## DIRECTION
Read the data and repeat it in full, exactly.

>> Start EXTRACTED INFORMATION

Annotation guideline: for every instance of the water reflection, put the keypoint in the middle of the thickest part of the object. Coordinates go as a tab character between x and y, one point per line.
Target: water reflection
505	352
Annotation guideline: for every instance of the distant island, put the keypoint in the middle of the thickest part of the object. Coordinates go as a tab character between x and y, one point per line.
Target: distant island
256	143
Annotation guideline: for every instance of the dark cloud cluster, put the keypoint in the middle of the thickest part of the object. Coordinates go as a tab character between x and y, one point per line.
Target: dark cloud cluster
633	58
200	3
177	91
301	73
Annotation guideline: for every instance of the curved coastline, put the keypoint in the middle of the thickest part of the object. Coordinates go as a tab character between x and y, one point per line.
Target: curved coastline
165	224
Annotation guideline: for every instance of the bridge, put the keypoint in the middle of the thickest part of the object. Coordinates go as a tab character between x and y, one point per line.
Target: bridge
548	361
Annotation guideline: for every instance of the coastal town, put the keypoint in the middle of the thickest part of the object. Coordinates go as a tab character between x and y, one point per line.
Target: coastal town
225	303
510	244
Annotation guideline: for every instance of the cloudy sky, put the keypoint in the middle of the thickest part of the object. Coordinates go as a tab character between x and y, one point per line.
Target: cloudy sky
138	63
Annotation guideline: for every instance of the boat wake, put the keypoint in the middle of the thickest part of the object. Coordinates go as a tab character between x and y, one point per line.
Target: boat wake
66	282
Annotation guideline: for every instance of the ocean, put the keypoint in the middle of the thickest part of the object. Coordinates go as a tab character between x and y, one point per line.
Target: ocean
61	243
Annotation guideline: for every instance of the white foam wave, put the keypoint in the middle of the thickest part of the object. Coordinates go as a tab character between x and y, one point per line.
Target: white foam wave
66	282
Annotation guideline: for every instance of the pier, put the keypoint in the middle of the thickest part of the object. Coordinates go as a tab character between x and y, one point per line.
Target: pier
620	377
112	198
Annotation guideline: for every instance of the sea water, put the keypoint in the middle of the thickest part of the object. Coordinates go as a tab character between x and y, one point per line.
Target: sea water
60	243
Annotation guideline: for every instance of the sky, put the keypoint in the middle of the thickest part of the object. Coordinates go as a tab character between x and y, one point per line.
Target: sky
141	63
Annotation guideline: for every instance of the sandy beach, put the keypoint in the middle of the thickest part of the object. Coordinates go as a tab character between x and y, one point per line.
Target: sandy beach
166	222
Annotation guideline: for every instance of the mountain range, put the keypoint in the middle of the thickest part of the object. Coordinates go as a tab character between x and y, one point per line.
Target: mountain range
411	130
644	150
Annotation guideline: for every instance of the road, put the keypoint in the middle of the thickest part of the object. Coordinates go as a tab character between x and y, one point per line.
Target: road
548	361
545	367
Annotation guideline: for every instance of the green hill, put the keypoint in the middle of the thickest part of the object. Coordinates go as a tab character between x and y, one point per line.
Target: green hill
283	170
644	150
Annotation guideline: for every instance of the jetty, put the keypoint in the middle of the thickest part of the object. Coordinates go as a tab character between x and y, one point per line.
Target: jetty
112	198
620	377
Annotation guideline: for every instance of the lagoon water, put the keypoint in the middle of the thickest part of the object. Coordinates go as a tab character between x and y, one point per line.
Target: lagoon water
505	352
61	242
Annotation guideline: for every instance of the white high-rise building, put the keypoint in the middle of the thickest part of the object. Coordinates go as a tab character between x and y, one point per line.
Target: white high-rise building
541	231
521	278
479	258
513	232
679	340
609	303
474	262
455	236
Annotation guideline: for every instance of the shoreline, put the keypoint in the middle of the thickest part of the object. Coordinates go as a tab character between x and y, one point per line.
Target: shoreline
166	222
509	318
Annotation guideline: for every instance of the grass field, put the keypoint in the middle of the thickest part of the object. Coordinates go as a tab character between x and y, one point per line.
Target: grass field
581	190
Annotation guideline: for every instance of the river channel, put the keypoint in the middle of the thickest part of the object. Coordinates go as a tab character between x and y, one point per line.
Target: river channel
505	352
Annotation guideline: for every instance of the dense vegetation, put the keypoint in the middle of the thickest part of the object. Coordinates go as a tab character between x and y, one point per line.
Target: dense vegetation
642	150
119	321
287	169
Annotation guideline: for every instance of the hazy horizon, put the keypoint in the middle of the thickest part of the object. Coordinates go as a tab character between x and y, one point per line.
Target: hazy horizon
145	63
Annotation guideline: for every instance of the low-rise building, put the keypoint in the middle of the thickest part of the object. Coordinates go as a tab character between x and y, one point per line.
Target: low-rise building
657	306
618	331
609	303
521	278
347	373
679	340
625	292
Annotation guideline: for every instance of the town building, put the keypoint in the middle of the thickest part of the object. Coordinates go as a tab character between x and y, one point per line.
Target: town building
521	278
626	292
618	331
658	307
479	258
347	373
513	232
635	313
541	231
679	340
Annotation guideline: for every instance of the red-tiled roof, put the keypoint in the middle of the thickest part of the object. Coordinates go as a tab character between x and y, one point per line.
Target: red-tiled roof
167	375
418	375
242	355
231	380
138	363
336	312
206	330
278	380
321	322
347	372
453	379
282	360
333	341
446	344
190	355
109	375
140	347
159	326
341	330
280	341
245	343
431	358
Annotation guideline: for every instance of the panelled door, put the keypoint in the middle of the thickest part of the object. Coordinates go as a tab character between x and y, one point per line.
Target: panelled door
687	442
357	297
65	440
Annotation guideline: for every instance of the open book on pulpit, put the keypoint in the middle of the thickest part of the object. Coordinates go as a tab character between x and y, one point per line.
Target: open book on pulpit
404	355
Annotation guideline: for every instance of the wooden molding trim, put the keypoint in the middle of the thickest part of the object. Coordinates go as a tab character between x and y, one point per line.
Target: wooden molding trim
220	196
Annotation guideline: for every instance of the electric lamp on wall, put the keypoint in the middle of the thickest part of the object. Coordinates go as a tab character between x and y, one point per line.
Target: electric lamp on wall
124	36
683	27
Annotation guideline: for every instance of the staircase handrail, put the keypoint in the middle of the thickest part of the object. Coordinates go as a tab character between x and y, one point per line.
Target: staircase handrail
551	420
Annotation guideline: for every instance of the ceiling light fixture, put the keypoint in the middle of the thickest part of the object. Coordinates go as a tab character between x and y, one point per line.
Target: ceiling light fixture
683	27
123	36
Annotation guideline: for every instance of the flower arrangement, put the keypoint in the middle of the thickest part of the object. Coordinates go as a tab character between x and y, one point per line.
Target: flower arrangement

>> End EXTRACTED INFORMATION

## EXERCISE RESULT
Annotation guideline: for every instance of the water reflection, put the keypoint in the middle of the thickest part of the object. Coordinates go as a tab character between x and y, one point per line.
Target: water reflection
505	352
Annotation guideline: for every instance of the distant island, put the keypoint in the middle of the thickest part of the object. Coordinates go as a tab character between x and y, one point per line.
Target: distant island
256	143
Annotation guideline: for every instance of the dark cloud cluster, put the keypoint in the middle of the thickest part of the object. Coordinates go as a tab character between x and y, one point per line.
Target: dark cloud cluster
633	58
200	3
177	91
301	73
Annotation guideline: for every instance of the curved coastline, put the keypoint in the middle of the thickest part of the object. Coordinates go as a tab character between x and y, one point per line.
Target: curved coastline
165	224
Annotation guideline: for every instance of the bridge, put the keypoint in the middle of the thickest part of the object. Coordinates go as a tab character between x and y, one point per line.
Target: bridge
548	361
Annotation guideline: for every instance of the coastal town, put the keypoint in the middle of the thickest part of the object. Coordinates go as a tab character between x and y, one point per line.
Target: coastal town
225	303
510	244
Annotation guideline: for every instance of the cloudy sky, put the keypoint in the middle of the thickest part of the object. Coordinates go as a tab character between x and y, one point per line.
Target: cloudy sky
138	63
Annotation guideline: for every instance of the boat wake, put the keypoint in the middle of the thickest part of the object. Coordinates go as a tab character between x and y, one point per line.
Target: boat wake
66	282
Annotation guideline: for every instance of the ocean, put the keypoint in the middle of the thickest part of the object. Coordinates go as a tab character between x and y, one point per line.
Target: ocean
61	243
Annotation guideline: for every instance of the white foam wave, put the keypoint in the middle of the thickest part of the object. Coordinates go as a tab character between x and y, one point per line.
Target: white foam wave
66	282
Annotation guideline: for every instance of the pier, put the keypoint in the middle of the thickest part of the object. Coordinates go as a tab character between x and y, one point per line.
Target: pier
620	377
112	198
Annotation guideline: for every instance of the sea water, put the keypoint in the middle of the thickest part of the object. Coordinates go as a tab character between x and y, one point per line.
Target: sea water
60	243
Annotation guideline: for every instance of the sky, put the keypoint in the middle of the thickest part of the object. Coordinates go as a tab character between x and y, one point per line.
Target: sky
141	63
Annotation guideline: for every instance of the sandy beach, put the keypoint in the middle of the thickest part of the object. Coordinates go as a tab character between x and y, one point per line.
Target: sandy beach
166	222
Annotation guideline: for every instance of the mountain range, put the keypoint in the middle of the thickest part of the object. Coordinates go as a tab character between x and y, one point per line.
Target: mountain range
411	130
644	150
Annotation guideline: for every instance of the road, put the keypoint in the middle of the thickest part of the object. Coordinates go as a tab character between x and y, one point per line.
Target: road
548	361
545	367
Annotation guideline: for every instance of the green hill, put the keypoint in the middle of the thickest part of the object. Coordinates go as a tab character between x and y, one point per line.
Target: green hill
283	170
644	150
Annotation guideline: for every instance of the jetty, put the keypoint in the middle of the thickest part of the object. Coordinates go as a tab character between x and y, one point per line.
Target: jetty
112	198
620	377
Annotation guideline: for every instance of the lagoon water, put the keypoint in the middle of the thickest part of the object. Coordinates go as a tab character between x and y, one point per line.
Target: lagoon water
505	352
61	242
Annotation guideline: for every instance of the white high-rise building, put the keypoint in the middle of the thickest part of the object. Coordinates go as a tab character between x and y, one point per line.
Target: white high-rise building
541	231
521	278
479	258
513	232
679	340
609	303
474	262
455	236
Annotation guideline: for every instance of the shoreline, put the keypoint in the middle of the thickest part of the object. Coordinates go as a tab character between x and y, one point per line.
Target: shoreline
166	222
509	318
Annotation guideline: for every instance of the grass field, put the keypoint in the middle of the thickest part of the object. Coordinates go as a tab character between x and y, one point per line.
Target: grass field
581	190
Annotation guideline: for every instance of the river channel, put the keypoint in the middle of the thickest part of the object. Coordinates go as a tab character between x and y, one point per line.
Target: river channel
505	352
Annotation guideline: for every instance of the dense vegetation, put the keypoint in the middle of the thickest part of the object. Coordinates go as a tab character between x and y, one point per line.
Target: dense vegetation
642	150
119	321
287	169
Annotation guideline: for every instance of the hazy horizon, put the keypoint in the middle of the thickest part of the object. Coordinates go as a tab character between x and y, one point per line.
Target: hazy horizon
145	63
Annotation guideline: for every instance of the low-rise building, put the keypoint in the middle of the thickest part of the object. Coordinates go as a tab character between x and y, one point per line.
Target: low-rise building
657	306
618	331
609	303
521	278
347	373
679	340
625	292
Annotation guideline: for every instance of the town building, put the keypoint in the middle of the thickest part of the object. Coordinates go as a tab character between x and y, one point per line.
Target: town building
521	278
626	292
618	331
658	307
479	258
347	373
513	232
635	313
541	231
679	340
Annotation guideline: for every instance of the red-tiled roof, put the keypoint in the middle of the thickest part of the object. Coordinates go as a tab character between x and y, one point per line.
Target: red-tiled roof
167	375
418	375
242	355
231	380
138	363
336	312
206	330
278	380
321	322
347	372
453	379
282	360
333	341
446	344
190	355
109	375
140	347
159	326
341	330
280	341
245	343
431	358
Annotation guideline: for every instance of the panelled door, put the keypoint in the middle of the thickest part of the object. Coordinates go as a tab character between x and y, one point per line.
Target: panelled door
687	442
357	297
65	440
Annotation guideline: for every instance of the open book on pulpit, put the keypoint in the middle of the thickest part of the object. Coordinates go as a tab character between x and y, one point per line.
Target: open book on pulpit
404	355
Annotation guideline: for every instance of the wooden molding trim, put the keypoint in the middle of the thickest part of the object. Coordinates go as a tab character between x and y, one point per line.
Target: wooden molding trim
220	196
Annotation guideline: for every instance of the electric lamp on wall, put the keypoint in the middle of the thickest part of the object. Coordinates go as a tab character between x and y, one point per line.
Target: electric lamp on wall
124	36
683	27
Annotation guideline: for every instance of the staircase handrail, put the keypoint in the middle of the thickest part of the object. Coordinates go as a tab character between x and y, one point per line.
Target: staircase handrail
551	420
Annotation guideline: for every instance of the ceiling light fixture, put the keypoint in the middle of the thickest part of the object. Coordinates go as a tab character between x and y, one point per line.
Target: ceiling light fixture
683	27
123	36
Annotation guideline: for every instance of the flower arrangement, put the keypoint in the middle of the thickest part of the object. Coordinates go as a tab character between x and y, one point per line.
Target: flower arrangement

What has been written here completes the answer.